Actividad 1: Transcribe del texto sobre Nonell el fragmento que empieza con las palabras "Nonell la contempló" y termina con "boca sin dientes.".
Actividad 2:
Responde estas preguntas a partir del texto sobre Nonell:
(a) ¿Quién escribió la reseña sobre la vida del pintor?
(b) ¿Por qué calle iban juntos Nonell y Ricardo Canals?
(c) ¿De qué iba vestida la vieja jorobada?
Actividad 3: Escribe la continuación del texto sobre Nonell a partir de su última oración.

Sección del documento:
:::::

El poeta Mario Verdaguer (1885-1973), en una reseña sobre la vida del pintor, basada en la obra de Eugenio Dors La muerte de Isidro Nonell, escribió una vez lo siguiente:
A Nonell le impresionaba hondamente el Carnaval de los barrios bajos de Barcelona, el carnaval de las calles sórdidas, rebosantes de mascarones estrafalarios. Gustaba de ver esas comparsas absurdas, precedidas de un destemplado tambor. En el carnaval de 1911, Isidro Nonell y Ricardo Canals iban una tarde juntos por la calle del Conde del Asalto. De pronto, descubrieron andando por el arroyo a una máscara extraordinaria. Traje de maja deteriorado, con deslucidas lentejuelas; chapines sucios de seda; como peineta, una pala de lavar, y, a guisa de mantilla, largas tripas de bacalao, que descendían desde lo alto de la pala hasta los tobillos.
Nonell la contempló estupefacto, en su vida obsesionante de pintor, entre seres de pesadilla, no había visto jamás un engendro igual. Al lado de la máscara trágica, iba una vieja jorobada, con cara de idiota, vestida de torero. Aquella manola de pesadilla, llevaba el rostro embadurnado con harina amarillenta que acentuaba el gesto ambiguo de su boca sin dientes.
- ¡Nunca había visto una imagen tan extraordinaria de la muerte!, exclamó Nonell, contemplando aquella estantigua que rápidamente se perdió entre la multitud bulliciosa.
Nonell quedó obsesionado. Era el modelo más impresionante que había pasado jamás ante sus ojos de pintor, y, dominado por el estupor, la había dejado perderse entre la confusión de la gente. Como si intentase buscarla, se metió en las calles del Distrito Quinto. Visitó los ceñudos tugurios de la calle del Marqués de la Mina, los tabernuchos apestantes, los cuartos angostos, tenebrosos como ataúdes, separados sólo por tabiques de madera. Cubiles donde no entraba el aire, ni la luz clarificaba las horrendas pesadillas.

:::::

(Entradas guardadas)
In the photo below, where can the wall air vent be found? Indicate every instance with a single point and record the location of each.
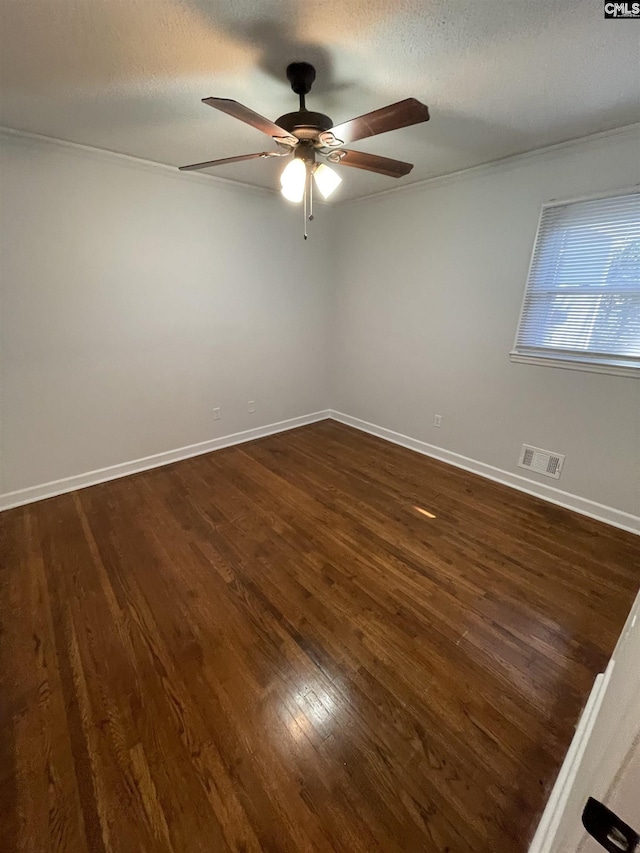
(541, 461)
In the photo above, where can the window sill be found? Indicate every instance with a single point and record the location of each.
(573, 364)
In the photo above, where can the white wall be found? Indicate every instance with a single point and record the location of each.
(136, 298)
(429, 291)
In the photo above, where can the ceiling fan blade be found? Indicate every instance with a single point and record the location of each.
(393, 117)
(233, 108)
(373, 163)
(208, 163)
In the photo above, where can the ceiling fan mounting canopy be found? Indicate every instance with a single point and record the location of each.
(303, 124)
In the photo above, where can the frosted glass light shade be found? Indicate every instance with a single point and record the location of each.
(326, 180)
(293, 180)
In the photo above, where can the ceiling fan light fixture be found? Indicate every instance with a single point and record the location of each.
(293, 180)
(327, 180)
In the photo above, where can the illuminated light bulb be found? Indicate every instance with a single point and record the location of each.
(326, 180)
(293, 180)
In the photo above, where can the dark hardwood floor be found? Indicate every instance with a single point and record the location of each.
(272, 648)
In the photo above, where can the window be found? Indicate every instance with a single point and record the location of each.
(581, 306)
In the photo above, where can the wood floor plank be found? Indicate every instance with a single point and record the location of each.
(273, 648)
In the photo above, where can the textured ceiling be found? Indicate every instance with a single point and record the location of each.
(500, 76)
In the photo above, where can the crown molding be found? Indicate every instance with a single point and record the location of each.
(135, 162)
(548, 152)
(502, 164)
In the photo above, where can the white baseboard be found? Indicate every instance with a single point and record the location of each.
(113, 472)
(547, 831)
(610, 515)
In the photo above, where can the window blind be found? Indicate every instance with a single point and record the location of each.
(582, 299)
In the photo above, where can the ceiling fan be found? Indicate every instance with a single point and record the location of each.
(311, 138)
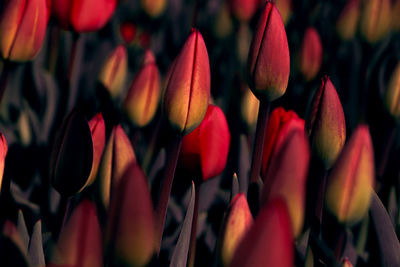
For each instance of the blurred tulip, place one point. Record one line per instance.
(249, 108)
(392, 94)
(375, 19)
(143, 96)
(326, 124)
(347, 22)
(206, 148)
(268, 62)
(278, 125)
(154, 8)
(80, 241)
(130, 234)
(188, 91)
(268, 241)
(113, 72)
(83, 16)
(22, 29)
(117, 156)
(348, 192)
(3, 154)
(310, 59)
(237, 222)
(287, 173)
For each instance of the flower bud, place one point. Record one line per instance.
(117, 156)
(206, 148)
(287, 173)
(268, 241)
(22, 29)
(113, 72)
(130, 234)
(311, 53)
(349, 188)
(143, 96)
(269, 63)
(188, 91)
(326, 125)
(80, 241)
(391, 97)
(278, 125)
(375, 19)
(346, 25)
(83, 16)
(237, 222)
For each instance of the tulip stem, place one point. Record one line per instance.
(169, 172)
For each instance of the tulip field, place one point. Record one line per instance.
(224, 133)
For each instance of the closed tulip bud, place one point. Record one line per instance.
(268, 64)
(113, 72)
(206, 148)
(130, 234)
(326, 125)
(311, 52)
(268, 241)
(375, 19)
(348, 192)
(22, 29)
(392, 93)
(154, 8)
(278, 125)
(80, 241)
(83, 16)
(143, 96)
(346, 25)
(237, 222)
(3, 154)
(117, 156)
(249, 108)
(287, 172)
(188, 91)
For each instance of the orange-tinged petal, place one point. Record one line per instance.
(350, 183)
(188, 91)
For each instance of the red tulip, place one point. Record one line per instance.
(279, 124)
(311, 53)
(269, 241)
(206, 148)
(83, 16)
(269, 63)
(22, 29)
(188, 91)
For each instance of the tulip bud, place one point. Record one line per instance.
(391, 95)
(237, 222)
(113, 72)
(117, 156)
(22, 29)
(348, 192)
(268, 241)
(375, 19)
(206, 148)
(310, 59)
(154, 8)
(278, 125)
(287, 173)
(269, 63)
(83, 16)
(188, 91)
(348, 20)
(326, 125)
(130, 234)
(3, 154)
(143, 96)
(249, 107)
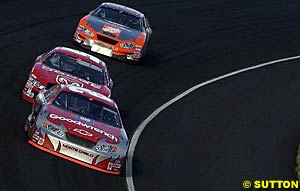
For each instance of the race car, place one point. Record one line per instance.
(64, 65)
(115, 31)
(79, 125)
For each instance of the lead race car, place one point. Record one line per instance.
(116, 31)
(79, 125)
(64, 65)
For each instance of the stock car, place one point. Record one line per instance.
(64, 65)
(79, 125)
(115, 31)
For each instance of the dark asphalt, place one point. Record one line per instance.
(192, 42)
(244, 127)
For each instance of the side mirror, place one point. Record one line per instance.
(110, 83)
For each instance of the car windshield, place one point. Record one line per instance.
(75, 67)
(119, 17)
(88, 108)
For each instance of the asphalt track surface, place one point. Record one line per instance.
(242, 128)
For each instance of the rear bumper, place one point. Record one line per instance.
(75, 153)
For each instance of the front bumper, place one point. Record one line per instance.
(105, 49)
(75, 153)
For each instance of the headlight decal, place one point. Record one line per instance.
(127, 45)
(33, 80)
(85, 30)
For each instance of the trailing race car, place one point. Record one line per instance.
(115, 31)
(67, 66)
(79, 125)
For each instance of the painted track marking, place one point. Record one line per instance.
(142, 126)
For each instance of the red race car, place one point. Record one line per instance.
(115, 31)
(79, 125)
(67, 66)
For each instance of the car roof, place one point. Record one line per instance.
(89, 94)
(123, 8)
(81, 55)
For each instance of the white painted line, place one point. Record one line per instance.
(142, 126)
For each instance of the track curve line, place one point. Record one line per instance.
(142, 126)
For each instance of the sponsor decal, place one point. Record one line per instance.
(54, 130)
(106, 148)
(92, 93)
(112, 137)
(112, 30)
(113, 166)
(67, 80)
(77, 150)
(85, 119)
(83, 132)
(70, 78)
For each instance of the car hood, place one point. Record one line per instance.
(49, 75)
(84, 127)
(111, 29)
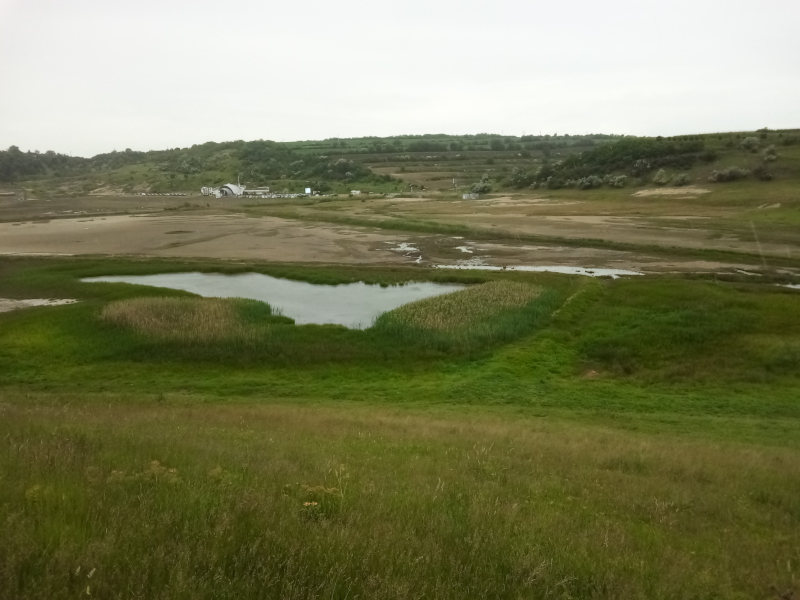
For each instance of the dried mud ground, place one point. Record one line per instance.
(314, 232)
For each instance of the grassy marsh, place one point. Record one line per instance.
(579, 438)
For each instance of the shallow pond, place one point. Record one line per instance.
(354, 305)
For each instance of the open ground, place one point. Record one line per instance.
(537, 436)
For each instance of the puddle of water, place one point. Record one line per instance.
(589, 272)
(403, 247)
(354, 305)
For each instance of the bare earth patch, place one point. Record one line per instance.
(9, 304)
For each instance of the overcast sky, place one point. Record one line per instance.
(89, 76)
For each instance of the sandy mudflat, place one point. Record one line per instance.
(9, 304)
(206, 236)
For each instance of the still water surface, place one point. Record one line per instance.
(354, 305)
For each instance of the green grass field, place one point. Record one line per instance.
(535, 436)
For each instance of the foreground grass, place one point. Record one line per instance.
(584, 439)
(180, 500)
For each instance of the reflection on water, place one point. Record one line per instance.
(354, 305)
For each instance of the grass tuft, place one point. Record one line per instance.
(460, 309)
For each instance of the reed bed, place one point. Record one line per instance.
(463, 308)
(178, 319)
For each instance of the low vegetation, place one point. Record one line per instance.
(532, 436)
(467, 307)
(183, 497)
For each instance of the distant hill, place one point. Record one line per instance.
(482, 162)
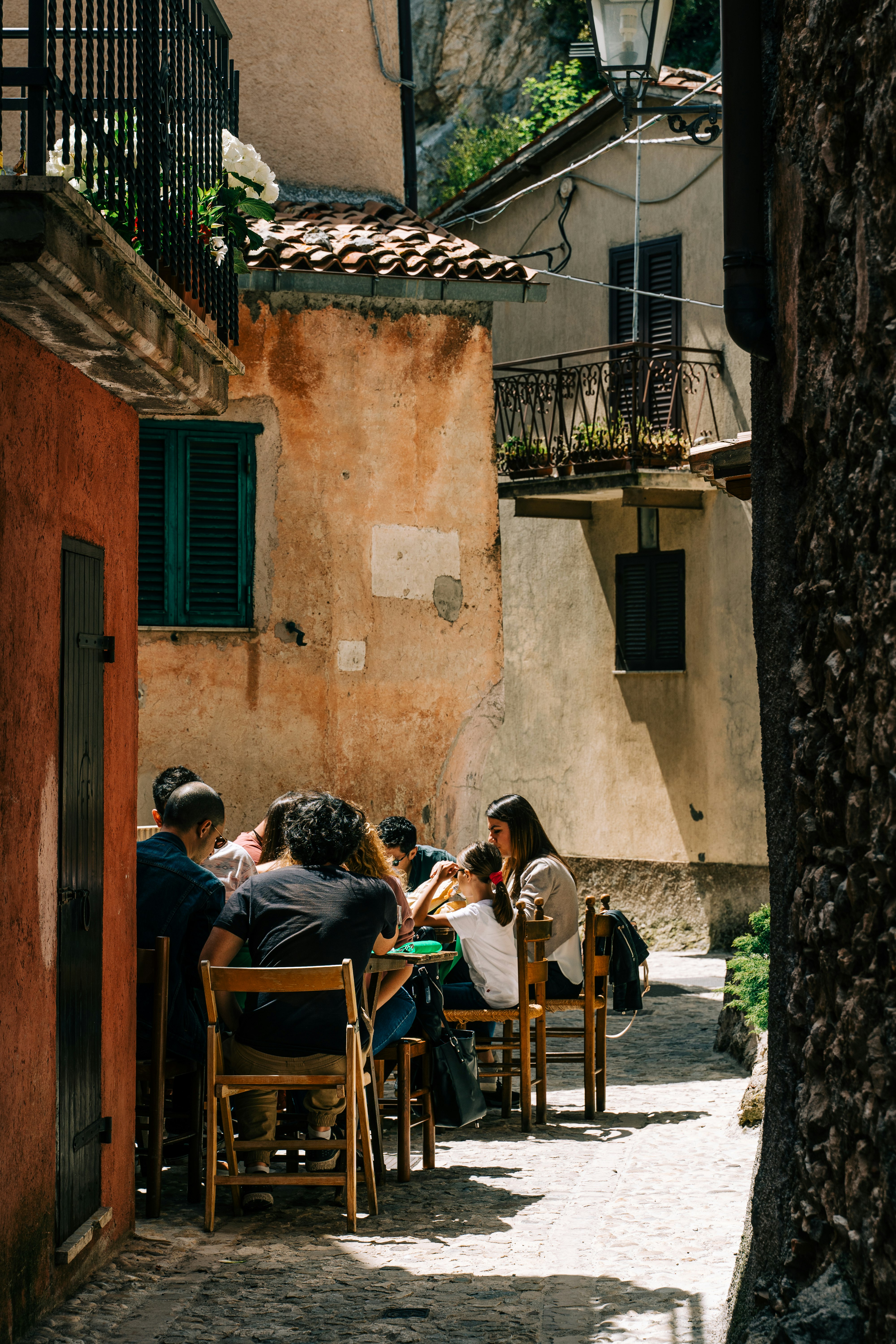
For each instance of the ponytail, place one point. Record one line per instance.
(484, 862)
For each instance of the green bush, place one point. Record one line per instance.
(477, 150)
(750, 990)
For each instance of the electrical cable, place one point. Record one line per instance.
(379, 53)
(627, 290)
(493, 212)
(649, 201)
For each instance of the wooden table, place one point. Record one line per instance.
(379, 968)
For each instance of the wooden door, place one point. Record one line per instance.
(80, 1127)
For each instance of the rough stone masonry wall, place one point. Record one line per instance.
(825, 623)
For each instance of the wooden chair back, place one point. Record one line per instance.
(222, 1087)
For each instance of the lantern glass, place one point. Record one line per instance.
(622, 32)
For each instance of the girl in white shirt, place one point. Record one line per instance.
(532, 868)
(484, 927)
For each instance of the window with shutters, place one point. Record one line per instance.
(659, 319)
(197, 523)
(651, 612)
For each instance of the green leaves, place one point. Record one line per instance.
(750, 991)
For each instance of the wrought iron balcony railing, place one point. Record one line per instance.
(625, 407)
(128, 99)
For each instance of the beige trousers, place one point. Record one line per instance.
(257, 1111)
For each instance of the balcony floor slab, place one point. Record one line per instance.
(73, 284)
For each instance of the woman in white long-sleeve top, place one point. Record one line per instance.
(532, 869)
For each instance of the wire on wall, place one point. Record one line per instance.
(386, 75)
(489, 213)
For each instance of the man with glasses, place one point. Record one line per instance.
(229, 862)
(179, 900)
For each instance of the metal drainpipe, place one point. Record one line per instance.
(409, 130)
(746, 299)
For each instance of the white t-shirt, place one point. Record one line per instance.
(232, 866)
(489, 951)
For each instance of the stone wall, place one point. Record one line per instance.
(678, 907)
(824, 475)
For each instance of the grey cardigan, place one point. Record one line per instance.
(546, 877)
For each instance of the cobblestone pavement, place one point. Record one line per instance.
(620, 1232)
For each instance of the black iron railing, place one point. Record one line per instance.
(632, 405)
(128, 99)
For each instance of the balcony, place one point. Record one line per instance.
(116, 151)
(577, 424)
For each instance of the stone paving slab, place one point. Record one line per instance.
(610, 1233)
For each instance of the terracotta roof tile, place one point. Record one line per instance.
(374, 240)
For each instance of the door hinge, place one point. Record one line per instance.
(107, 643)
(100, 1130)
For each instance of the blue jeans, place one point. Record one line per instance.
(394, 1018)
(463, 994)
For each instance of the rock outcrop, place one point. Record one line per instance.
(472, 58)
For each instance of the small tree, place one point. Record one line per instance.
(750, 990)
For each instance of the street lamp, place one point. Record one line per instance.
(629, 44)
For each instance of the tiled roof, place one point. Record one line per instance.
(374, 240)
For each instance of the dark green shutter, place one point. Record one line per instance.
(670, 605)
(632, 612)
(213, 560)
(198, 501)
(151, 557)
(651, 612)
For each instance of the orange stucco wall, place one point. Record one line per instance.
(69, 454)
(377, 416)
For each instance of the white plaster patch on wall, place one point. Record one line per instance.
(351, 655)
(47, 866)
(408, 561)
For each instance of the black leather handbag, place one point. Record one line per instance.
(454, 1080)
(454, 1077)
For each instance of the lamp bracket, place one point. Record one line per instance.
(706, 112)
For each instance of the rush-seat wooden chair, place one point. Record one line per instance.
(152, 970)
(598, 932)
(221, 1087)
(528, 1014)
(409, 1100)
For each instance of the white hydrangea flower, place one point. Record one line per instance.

:::::

Resultado 1:
Nonell la contempló estupefacto, en su vida obsesionante de pintor, entre seres de pesadilla, no había visto jamás un engendro igual. Al lado de la máscara trágica, iba una vieja jorobada, con cara de idiota, vestida de torero. Aquella manola de pesadilla, llevaba el rostro embadurnado con harina amarillenta que acentuaba el gesto ambiguo de su boca sin dientes.

Resultado 2:
(a) El poeta Mario Verdaguer.
(b) Por la calle del Conde del Asalto.
(c) De torero.

Resultado 3:
Nonell buscaba, sin saberlo, a su último modelo para su último cuadro. Y acabó por encontrarlo. Lo encontró en su primer delirio de enfermo del tifus. La máscara llegó, para ser el modelo fatal de un cuadro que ningún pintor hubiera pintado jamás.
Una gitana bronceada había contagiado a Nonell una enfermedad terrible. Esta enfermedad se complicó con el tifus, y, en pocos días, el pintor dejó de existir. Tenía treinta y ocho años.
Desde la modesta casa mortuoria, a pie y detrás del féretro, iban plañendo seis desoladas gitanas cubiertas con largos crespones negros. Eran las modelos del pintor. Antes de que el coche fúnebre emprendiese la marcha, las gitanas depositaron unas flores silvestres sobre el ataúd. En el cortejo figuraban muchos artistas y gran cantidad de gitanos, guitarristas, cantaores y taberneros, amigos de Nonell.
Eugenio Dors escribió unas páginas admirables: La muerte de Isidro Nonell, en las que el pintor muere a manos de la horda que él hace vivir en sus maravillosos cuadros.
(Todas obras del pintor modernista Isidre Nonell: Óleo Reposo, 1904; Gitana, 1909; Dolores, 1903; Estudio, 1906; Maruja, 1907; La Paloma, 1904; Miseria, 1904; Museo Nacional de Arte de Cataluña, Barcelona; Fotografía de Isidre Nonell en su estudio, con sus modelos gitanas.)